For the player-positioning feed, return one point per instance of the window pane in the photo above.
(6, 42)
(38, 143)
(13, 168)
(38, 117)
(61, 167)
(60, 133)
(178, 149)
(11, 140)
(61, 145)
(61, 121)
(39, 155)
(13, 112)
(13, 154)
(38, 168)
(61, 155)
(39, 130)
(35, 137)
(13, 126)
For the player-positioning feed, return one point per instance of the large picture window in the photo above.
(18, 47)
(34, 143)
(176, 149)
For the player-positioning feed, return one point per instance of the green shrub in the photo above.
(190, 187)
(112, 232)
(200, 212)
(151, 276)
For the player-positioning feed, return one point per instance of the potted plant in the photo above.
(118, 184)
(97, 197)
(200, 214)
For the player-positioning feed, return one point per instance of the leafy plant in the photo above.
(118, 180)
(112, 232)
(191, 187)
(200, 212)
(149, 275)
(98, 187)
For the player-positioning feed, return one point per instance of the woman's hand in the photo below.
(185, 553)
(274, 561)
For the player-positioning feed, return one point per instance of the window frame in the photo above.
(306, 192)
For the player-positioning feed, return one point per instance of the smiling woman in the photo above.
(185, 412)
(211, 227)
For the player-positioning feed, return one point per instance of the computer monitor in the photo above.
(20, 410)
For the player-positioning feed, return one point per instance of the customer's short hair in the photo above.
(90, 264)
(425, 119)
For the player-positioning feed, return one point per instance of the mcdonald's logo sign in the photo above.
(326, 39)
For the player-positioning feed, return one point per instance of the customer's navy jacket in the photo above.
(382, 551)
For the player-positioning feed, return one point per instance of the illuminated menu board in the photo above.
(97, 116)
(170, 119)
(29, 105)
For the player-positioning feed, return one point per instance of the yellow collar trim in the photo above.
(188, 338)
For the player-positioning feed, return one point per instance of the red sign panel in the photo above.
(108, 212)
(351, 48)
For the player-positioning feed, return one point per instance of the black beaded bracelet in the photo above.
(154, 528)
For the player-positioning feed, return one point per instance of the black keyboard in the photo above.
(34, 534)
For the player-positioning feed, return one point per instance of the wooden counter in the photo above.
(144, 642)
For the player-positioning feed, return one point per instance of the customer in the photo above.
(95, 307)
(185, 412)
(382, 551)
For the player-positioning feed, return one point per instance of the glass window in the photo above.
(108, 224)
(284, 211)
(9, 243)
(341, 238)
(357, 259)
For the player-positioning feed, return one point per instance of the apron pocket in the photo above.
────
### Your objective
Offset every point coordinate in the answers by -47, and reproduce the items from the line containing "customer in the photo above." through the last line of the items, inclusive, with the request lines included. Output only those lines.

### Full solution
For the player-positioning feed, return one point per instance of the customer in the photo above.
(48, 260)
(138, 365)
(335, 504)
For the player-positioning feed, return one point per instance of the glass window in the photo above.
(61, 177)
(237, 164)
(-38, 196)
(294, 191)
(310, 212)
For the player-positioning feed, return one point per instance of the apron pocket in the photo above.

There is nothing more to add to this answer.